Task requirements: Starting from the line containing "Question. The photo above holds the black throat", write out every remaining line exactly, the last one included.

Raw records:

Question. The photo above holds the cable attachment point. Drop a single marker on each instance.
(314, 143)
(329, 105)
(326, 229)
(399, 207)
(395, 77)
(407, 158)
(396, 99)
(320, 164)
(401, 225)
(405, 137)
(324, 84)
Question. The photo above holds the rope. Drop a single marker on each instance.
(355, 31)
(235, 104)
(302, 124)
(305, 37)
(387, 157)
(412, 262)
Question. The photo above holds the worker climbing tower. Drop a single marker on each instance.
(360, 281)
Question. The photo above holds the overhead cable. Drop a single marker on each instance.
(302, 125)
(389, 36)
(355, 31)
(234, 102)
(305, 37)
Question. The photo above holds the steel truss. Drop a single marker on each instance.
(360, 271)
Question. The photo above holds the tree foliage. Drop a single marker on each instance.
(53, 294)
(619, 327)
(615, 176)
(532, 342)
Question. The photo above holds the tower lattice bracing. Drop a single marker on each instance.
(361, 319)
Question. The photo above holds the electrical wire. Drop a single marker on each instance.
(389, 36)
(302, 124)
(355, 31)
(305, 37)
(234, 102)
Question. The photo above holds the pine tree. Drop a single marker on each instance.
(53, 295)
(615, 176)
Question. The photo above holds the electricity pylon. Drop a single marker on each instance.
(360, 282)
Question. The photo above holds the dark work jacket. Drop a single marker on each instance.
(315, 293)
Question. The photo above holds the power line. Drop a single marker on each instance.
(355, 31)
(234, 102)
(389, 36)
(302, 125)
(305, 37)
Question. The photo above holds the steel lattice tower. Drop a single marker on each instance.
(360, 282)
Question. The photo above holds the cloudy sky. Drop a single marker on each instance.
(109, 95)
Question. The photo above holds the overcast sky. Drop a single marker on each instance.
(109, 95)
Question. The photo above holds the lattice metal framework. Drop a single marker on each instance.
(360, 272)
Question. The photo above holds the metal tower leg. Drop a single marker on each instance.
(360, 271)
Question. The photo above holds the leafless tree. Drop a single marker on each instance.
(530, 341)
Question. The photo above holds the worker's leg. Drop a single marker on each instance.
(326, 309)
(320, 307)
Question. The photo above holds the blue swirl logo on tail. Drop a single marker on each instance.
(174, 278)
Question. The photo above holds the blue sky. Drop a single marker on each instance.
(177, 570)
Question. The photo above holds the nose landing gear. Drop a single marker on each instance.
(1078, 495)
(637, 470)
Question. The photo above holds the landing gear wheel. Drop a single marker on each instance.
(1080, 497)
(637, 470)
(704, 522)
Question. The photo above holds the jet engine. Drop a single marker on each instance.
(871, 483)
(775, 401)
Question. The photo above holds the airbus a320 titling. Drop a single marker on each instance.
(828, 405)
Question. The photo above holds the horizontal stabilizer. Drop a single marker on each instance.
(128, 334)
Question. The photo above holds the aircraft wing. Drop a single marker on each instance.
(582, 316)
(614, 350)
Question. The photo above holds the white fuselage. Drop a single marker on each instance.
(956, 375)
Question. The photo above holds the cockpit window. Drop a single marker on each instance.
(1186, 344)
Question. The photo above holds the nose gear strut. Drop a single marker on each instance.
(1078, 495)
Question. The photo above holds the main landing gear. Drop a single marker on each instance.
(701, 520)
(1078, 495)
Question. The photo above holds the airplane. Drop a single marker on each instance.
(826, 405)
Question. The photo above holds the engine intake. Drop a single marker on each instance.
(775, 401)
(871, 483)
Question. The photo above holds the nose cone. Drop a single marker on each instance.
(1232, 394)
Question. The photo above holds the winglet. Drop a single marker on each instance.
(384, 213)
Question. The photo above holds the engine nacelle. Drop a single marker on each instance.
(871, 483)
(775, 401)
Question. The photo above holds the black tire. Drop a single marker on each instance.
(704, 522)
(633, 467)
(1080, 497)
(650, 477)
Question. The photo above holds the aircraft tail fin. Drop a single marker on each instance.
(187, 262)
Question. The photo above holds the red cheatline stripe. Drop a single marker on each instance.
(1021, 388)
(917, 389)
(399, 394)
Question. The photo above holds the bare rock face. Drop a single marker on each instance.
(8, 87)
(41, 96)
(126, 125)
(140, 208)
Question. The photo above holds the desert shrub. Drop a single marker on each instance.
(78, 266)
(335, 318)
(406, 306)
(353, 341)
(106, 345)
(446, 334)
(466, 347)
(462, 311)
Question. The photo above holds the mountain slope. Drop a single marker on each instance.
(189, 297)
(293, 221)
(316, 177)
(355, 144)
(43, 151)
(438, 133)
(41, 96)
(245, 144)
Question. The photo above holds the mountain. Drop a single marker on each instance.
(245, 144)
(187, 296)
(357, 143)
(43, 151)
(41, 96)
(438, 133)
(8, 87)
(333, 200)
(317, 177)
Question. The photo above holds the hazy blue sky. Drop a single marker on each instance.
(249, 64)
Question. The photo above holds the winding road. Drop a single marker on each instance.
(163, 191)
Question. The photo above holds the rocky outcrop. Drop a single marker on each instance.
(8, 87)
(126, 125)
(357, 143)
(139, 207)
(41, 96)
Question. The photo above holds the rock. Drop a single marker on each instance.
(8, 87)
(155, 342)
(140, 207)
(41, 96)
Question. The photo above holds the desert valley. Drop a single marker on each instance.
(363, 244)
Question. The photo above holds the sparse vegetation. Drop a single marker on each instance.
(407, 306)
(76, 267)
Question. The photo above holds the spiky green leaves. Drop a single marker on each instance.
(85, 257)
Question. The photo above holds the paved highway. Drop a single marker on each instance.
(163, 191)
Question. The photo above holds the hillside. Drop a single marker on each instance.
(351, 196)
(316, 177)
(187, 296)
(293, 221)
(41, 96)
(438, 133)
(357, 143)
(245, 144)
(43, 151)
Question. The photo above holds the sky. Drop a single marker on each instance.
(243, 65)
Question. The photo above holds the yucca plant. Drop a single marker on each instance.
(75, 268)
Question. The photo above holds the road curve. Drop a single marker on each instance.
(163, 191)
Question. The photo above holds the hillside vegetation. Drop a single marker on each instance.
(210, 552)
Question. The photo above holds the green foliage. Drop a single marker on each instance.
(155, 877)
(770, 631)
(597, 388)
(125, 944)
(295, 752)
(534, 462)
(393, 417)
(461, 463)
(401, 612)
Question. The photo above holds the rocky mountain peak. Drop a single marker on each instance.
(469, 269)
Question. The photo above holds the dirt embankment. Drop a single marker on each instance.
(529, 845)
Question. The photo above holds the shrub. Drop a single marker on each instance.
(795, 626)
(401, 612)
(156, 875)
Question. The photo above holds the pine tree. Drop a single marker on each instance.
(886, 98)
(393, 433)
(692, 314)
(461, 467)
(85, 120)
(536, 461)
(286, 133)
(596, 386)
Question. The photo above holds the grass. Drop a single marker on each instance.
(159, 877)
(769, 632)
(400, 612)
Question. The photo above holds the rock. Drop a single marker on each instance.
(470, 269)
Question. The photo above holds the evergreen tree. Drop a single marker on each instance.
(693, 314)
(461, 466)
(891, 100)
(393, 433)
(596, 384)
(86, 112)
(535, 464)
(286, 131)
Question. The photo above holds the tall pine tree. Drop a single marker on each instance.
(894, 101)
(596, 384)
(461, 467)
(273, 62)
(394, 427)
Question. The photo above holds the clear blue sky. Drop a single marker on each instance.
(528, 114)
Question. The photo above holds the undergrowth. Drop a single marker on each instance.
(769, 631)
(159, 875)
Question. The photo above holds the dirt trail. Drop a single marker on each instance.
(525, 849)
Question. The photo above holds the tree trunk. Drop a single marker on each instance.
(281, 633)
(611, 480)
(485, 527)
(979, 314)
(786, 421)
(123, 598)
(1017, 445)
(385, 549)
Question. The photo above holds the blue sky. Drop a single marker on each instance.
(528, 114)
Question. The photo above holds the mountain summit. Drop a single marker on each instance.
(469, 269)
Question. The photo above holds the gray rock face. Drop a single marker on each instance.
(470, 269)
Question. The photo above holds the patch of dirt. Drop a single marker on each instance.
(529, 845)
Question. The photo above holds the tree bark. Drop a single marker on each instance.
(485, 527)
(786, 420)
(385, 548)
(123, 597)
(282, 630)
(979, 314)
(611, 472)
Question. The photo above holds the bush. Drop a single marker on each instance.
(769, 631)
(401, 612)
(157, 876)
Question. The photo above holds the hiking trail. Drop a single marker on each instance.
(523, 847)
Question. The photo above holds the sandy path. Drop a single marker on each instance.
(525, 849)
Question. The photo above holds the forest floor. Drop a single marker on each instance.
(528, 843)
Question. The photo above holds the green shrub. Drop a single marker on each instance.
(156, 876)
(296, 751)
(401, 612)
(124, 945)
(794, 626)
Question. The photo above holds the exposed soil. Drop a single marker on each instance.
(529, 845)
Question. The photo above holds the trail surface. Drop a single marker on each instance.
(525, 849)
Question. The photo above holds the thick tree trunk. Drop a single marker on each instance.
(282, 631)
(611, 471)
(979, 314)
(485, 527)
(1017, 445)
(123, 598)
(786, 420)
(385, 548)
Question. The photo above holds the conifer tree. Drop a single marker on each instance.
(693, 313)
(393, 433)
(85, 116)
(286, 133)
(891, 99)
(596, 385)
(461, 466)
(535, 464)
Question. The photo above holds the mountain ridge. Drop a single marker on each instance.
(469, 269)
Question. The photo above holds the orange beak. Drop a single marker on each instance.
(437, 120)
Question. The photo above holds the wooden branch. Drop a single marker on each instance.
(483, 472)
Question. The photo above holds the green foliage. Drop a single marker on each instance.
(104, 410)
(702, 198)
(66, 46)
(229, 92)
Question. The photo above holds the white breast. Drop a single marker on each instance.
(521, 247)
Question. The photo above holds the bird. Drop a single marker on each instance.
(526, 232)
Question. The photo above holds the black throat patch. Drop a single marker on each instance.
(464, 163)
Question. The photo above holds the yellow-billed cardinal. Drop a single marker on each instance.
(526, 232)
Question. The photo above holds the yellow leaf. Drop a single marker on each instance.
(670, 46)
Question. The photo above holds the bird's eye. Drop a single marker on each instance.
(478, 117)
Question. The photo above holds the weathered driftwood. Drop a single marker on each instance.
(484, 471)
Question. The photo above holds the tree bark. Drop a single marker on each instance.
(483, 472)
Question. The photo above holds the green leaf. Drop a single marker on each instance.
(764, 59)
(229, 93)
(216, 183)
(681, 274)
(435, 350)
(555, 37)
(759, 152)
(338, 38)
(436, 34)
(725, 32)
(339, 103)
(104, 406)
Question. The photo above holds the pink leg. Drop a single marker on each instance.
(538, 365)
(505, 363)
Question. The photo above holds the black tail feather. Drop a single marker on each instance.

Finished task:
Question. The photo above holds the black throat patch. Drop a single marker on each instance.
(464, 163)
Question. The photo above holds the yellow-billed cardinal. Drop a single marker on each instance.
(526, 232)
Question. The photo above holds the yellow leaf. Drop a single marker on each instance.
(670, 46)
Question. The photo above holds the bird's eye. Drop a single marker on each instance.
(478, 117)
Question. The photo above holds the weathered driftwood. Drop a single marker on each instance.
(484, 471)
Question. The photo above holds the tree bark. Drop a single marker on each instance.
(483, 472)
Question. The photo above holds the green leaf. Drop a single marker on each instance.
(764, 59)
(229, 93)
(216, 183)
(681, 274)
(435, 350)
(555, 37)
(759, 152)
(338, 38)
(436, 34)
(725, 32)
(339, 103)
(104, 406)
Question. The photo above holds the pink leg. Drop a single marker on each instance.
(538, 365)
(505, 363)
Question. The photo above holds the black tail feather. Drop a single marker on each instance.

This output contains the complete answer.